GOAL OF THE EXERCISE ▸
Change "Detect" to "Locate" in everything from the line containing "Detect forearm. Return" down to the line containing "xmin=577 ymin=0 xmax=625 ymax=40", keeping all else the same. Return only those lines.

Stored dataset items

━━━━━━━━━━━━━━━━━━━━━━━━━━━━━━

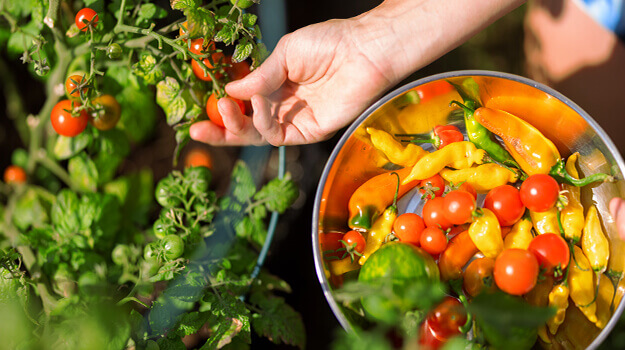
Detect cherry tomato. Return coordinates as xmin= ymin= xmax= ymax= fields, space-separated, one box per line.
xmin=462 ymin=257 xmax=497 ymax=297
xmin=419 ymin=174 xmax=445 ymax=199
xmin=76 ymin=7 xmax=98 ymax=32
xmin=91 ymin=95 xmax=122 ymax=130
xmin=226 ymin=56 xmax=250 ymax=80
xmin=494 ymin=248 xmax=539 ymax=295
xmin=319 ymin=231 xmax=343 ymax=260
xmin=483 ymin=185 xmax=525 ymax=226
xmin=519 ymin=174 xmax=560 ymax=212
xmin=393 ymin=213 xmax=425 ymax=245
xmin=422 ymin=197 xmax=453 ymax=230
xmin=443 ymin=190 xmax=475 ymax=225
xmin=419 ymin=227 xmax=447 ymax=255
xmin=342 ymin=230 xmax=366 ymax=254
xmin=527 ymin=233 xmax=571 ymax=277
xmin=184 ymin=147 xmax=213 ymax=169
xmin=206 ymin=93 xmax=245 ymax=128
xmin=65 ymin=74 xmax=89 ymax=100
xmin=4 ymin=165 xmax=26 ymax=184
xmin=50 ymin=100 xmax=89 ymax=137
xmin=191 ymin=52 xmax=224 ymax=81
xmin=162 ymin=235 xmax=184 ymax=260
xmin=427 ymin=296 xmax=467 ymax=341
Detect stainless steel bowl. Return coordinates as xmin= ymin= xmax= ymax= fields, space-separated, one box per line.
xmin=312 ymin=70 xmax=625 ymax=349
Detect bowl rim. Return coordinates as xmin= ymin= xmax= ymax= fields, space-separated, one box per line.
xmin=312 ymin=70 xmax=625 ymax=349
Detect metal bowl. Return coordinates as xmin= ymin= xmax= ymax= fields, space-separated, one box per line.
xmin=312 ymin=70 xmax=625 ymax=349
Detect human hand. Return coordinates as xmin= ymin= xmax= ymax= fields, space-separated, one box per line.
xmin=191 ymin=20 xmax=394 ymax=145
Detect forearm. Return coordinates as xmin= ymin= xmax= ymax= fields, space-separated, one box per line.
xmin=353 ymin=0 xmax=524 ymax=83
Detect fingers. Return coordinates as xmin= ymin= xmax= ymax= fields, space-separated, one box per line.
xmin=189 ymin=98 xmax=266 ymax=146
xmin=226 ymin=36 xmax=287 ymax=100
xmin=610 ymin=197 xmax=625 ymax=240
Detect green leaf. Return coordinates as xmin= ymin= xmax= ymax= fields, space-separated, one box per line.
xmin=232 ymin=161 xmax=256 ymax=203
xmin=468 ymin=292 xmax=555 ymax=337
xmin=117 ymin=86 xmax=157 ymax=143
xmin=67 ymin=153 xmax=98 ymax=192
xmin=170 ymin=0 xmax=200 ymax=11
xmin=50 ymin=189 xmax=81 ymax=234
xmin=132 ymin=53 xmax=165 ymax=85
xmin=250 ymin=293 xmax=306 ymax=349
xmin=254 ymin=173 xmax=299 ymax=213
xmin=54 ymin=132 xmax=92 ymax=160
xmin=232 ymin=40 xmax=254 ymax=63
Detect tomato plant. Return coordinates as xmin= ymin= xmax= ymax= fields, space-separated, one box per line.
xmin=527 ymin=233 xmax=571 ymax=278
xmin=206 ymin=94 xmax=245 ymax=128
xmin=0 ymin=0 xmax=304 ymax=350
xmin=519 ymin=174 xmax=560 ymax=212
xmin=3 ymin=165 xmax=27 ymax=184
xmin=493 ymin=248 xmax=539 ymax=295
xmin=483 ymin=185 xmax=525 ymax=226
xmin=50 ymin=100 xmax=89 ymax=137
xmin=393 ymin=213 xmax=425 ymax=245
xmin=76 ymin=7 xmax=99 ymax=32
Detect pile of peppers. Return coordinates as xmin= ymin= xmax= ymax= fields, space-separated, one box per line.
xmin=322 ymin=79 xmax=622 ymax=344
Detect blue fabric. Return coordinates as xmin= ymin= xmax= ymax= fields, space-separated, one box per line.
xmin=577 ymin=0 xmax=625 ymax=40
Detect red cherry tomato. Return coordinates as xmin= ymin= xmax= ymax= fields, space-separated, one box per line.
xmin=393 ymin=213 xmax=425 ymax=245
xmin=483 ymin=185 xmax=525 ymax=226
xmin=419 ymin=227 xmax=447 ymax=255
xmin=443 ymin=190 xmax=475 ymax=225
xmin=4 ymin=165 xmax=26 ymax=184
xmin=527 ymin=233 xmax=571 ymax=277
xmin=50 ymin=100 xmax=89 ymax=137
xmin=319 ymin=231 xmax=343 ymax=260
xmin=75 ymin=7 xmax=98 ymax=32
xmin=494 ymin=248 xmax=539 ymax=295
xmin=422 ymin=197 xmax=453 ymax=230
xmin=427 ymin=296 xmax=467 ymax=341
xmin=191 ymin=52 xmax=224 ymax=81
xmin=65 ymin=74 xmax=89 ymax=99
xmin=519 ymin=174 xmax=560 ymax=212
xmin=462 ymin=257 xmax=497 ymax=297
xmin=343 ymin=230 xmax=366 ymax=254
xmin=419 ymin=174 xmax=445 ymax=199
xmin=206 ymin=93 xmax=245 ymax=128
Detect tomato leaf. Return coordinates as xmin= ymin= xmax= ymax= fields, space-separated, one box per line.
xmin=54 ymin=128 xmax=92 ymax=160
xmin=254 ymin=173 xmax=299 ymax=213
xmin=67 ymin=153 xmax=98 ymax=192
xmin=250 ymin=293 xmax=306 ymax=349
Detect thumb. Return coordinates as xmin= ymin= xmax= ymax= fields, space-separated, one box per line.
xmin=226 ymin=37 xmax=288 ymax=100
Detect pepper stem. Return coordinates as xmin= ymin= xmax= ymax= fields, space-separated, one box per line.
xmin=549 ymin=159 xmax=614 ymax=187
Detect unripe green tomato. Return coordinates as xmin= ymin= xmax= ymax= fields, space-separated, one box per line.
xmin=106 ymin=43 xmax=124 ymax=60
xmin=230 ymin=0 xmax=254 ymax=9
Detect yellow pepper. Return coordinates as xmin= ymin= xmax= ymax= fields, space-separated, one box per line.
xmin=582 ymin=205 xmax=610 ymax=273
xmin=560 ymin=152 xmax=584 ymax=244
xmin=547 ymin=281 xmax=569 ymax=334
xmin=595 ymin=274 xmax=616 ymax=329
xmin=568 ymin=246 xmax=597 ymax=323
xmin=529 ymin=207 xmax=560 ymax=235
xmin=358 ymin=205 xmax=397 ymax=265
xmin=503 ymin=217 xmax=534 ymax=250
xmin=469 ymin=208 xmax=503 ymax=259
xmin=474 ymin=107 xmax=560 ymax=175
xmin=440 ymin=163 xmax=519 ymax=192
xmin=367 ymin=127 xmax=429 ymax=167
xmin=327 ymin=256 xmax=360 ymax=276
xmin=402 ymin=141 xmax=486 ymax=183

━━━━━━━━━━━━━━━━━━━━━━━━━━━━━━

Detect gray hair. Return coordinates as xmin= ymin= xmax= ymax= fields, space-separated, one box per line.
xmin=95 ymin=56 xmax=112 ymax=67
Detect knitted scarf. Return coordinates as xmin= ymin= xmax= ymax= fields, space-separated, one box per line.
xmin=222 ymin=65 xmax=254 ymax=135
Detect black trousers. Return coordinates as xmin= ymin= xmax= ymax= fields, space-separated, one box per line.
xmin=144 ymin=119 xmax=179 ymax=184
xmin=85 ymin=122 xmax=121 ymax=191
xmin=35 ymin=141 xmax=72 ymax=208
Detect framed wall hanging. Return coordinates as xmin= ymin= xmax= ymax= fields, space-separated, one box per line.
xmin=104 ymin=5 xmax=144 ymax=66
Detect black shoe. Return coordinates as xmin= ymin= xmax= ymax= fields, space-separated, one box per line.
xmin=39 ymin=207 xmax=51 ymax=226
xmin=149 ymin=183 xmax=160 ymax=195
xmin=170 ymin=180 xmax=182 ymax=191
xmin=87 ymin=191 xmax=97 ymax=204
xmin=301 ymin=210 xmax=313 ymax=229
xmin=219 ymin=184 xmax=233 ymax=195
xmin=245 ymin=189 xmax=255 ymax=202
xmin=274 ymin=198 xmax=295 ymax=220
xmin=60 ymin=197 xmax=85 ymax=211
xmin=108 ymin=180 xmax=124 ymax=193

━━━━━━━━━━━━━━━━━━━━━━━━━━━━━━

TASK ANSWER ▸
Locate forearm. Return coordinates as xmin= ymin= xmax= ymax= fields, space-separated, one box per line.
xmin=353 ymin=0 xmax=524 ymax=83
Locate fingers. Return coordinates as xmin= ymin= xmax= ymax= fields, space-separated, one box per line.
xmin=189 ymin=98 xmax=266 ymax=146
xmin=226 ymin=36 xmax=287 ymax=100
xmin=610 ymin=197 xmax=625 ymax=240
Locate green leaf. Return coordinates as xmin= ymin= xmax= ymax= fields, space-separated, one box per line.
xmin=232 ymin=161 xmax=256 ymax=203
xmin=468 ymin=292 xmax=555 ymax=337
xmin=117 ymin=86 xmax=157 ymax=143
xmin=67 ymin=153 xmax=98 ymax=192
xmin=170 ymin=0 xmax=200 ymax=11
xmin=50 ymin=189 xmax=81 ymax=234
xmin=132 ymin=53 xmax=165 ymax=85
xmin=250 ymin=293 xmax=306 ymax=349
xmin=254 ymin=173 xmax=299 ymax=213
xmin=54 ymin=132 xmax=92 ymax=160
xmin=232 ymin=40 xmax=254 ymax=63
Locate tomato plant. Return coordinates as xmin= ymin= xmax= ymax= fields, space-separated, one box per line.
xmin=527 ymin=233 xmax=571 ymax=278
xmin=206 ymin=94 xmax=245 ymax=128
xmin=0 ymin=0 xmax=304 ymax=350
xmin=519 ymin=174 xmax=560 ymax=212
xmin=3 ymin=165 xmax=27 ymax=184
xmin=493 ymin=248 xmax=539 ymax=295
xmin=483 ymin=185 xmax=525 ymax=226
xmin=50 ymin=100 xmax=89 ymax=137
xmin=393 ymin=213 xmax=425 ymax=245
xmin=76 ymin=7 xmax=99 ymax=32
Locate pile of peppers. Return coordinates as xmin= ymin= xmax= ymax= fields, space-separated, one box per line.
xmin=322 ymin=79 xmax=622 ymax=344
Locate blue fabric. Return coordinates as xmin= ymin= xmax= ymax= fields, space-separated, one box per line.
xmin=577 ymin=0 xmax=625 ymax=40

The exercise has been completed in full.